___ Material for this exercise

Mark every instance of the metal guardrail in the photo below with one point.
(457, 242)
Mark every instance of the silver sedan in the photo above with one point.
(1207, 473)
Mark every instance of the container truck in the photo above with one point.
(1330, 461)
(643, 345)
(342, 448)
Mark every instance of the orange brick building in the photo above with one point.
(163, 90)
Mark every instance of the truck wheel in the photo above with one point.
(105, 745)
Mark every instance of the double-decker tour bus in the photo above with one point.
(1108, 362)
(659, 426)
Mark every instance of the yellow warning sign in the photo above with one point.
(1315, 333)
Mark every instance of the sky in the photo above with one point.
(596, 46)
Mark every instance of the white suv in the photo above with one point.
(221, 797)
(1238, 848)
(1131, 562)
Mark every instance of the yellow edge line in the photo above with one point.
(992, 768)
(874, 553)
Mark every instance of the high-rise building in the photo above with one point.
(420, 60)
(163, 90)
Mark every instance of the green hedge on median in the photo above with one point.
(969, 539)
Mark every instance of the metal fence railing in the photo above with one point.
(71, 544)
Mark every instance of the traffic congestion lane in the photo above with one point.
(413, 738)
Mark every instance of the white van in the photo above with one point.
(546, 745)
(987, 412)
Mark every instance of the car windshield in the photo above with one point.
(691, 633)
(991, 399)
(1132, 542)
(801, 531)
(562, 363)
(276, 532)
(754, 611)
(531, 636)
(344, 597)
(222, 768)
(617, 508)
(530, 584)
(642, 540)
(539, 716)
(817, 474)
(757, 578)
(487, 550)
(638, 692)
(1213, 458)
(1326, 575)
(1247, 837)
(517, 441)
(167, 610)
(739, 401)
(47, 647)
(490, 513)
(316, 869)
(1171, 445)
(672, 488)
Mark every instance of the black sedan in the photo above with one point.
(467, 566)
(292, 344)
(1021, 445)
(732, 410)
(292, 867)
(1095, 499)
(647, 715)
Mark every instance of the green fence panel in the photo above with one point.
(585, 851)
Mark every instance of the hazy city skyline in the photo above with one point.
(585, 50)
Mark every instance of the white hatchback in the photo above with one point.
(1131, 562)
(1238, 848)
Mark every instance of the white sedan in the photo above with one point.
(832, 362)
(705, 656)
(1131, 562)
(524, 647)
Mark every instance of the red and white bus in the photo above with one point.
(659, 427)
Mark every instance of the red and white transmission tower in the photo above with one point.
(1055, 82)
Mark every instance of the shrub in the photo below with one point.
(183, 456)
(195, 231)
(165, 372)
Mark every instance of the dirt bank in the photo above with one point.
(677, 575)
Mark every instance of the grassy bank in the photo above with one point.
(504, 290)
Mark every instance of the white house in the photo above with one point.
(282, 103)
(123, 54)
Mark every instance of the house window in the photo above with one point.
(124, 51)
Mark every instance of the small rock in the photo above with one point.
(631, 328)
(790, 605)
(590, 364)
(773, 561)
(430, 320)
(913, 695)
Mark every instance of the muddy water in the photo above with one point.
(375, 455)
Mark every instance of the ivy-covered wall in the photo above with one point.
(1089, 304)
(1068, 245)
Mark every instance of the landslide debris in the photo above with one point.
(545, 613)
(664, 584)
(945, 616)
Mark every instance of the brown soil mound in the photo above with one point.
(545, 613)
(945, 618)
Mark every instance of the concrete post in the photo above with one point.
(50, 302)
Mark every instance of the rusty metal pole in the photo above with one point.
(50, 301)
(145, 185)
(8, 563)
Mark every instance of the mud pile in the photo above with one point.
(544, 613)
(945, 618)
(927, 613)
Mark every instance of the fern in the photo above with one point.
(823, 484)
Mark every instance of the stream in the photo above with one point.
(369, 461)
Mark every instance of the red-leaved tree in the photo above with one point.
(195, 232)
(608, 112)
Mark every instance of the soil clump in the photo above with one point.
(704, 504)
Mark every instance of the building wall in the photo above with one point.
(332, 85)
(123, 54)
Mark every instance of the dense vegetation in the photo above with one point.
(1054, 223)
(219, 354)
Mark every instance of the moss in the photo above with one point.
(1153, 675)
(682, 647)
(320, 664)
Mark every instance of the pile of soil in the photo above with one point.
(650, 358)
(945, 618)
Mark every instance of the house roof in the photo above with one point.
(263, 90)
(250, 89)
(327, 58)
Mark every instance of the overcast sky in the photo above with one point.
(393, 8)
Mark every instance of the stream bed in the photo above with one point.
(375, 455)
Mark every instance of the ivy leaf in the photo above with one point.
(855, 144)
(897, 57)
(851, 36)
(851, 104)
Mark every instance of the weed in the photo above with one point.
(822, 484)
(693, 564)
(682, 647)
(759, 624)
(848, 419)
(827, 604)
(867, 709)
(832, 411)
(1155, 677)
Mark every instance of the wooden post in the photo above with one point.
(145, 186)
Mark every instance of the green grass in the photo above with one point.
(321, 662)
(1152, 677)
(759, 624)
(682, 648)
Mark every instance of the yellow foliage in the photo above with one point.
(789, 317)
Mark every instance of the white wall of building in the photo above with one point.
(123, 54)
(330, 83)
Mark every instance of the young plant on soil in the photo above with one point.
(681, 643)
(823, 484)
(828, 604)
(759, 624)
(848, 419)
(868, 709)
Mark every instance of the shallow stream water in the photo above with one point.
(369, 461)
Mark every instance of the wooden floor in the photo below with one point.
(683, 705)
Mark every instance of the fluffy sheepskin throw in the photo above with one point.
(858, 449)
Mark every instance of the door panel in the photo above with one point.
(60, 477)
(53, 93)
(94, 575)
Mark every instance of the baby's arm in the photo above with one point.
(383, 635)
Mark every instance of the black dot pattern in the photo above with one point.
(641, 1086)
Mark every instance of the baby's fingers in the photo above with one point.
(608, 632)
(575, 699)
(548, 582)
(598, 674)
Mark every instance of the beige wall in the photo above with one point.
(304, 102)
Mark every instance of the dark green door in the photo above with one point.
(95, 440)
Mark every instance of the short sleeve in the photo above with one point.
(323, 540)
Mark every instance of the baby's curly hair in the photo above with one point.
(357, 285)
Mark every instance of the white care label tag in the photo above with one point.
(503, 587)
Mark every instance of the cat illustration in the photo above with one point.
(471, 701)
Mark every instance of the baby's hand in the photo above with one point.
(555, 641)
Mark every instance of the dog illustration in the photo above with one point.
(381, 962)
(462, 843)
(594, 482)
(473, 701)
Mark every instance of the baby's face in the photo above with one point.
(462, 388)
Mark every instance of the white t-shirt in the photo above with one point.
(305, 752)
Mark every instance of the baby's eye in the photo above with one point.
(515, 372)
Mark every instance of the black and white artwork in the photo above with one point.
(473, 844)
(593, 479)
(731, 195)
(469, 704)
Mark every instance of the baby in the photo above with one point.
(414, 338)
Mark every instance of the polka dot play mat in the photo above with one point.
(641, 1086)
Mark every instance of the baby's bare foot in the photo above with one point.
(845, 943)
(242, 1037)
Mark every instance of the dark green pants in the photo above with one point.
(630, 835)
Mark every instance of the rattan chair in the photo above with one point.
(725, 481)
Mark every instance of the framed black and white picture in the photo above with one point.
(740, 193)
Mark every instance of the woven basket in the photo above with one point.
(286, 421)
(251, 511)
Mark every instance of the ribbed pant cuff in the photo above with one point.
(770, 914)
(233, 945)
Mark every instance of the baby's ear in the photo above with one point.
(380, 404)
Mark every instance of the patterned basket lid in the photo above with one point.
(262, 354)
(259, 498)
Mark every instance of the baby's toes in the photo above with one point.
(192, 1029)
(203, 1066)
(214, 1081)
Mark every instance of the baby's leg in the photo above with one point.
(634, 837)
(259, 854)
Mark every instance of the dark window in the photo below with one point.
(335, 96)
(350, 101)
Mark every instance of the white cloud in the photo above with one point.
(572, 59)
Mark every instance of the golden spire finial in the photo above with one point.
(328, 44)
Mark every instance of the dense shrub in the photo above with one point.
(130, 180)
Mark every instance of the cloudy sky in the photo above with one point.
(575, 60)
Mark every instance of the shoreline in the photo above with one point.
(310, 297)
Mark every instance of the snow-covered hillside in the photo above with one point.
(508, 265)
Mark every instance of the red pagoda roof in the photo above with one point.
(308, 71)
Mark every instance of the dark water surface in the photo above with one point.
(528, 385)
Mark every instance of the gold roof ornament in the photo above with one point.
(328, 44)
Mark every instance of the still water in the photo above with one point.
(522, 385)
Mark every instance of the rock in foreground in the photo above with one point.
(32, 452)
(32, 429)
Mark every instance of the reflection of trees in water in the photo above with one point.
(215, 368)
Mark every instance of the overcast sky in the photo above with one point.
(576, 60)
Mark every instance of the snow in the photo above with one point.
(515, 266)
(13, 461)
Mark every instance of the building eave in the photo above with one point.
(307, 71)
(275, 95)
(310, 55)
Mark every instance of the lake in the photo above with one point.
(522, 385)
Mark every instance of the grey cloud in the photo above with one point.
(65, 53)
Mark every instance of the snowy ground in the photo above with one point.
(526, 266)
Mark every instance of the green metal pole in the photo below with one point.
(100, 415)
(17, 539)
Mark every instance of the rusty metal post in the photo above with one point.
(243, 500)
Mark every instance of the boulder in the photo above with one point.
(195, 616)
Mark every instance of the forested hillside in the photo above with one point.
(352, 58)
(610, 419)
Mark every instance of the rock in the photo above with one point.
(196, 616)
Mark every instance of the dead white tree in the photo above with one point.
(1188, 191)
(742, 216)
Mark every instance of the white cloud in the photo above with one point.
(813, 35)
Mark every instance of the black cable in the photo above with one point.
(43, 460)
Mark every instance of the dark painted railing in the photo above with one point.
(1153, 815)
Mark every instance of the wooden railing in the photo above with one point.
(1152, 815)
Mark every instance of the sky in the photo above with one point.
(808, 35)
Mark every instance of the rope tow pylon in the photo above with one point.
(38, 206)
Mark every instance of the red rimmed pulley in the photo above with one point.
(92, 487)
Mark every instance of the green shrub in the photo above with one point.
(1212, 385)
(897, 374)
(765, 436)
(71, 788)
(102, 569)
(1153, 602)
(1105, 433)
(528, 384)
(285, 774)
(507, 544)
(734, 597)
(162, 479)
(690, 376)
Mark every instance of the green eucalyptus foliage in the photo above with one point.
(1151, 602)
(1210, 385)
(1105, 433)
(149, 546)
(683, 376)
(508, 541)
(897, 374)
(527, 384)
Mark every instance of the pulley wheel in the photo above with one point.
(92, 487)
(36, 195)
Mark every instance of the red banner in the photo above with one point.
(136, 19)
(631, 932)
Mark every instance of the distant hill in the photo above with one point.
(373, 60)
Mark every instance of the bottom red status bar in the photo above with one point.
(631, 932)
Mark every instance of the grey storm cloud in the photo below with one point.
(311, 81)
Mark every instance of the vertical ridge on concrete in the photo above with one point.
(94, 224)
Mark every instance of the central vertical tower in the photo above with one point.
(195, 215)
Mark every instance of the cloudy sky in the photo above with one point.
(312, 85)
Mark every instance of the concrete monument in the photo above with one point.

______

▸ Written task: Write out the lines above from the one containing "Mark every instance of the green eucalyptus" through the last, exactly as they are.

▸ Output for this exercise:
Mark every instance of the green eucalyptus foliage in the photo above with one point.
(1151, 602)
(1210, 385)
(1105, 433)
(149, 546)
(683, 376)
(508, 541)
(897, 374)
(527, 384)
Mark every instance of the pulley wheel in the photo above with one point.
(92, 487)
(36, 195)
Mark every instance of the red banner in the photo above with one point.
(136, 19)
(631, 932)
Mark every instance of the distant hill in the photo above with one point.
(373, 60)
Mark every instance of the bottom red status bar in the photo above with one point.
(631, 932)
Mark every instance of the grey storm cloud in the photo below with one point.
(311, 81)
Mark every instance of the vertical ridge on concrete in the photo above with one point.
(94, 224)
Mark every instance of the central vertical tower in the photo above with one point.
(195, 215)
Mark every instance of the cloudy sky in the photo above with one point.
(312, 85)
Mark every instance of the concrete monument in the photo above with one point.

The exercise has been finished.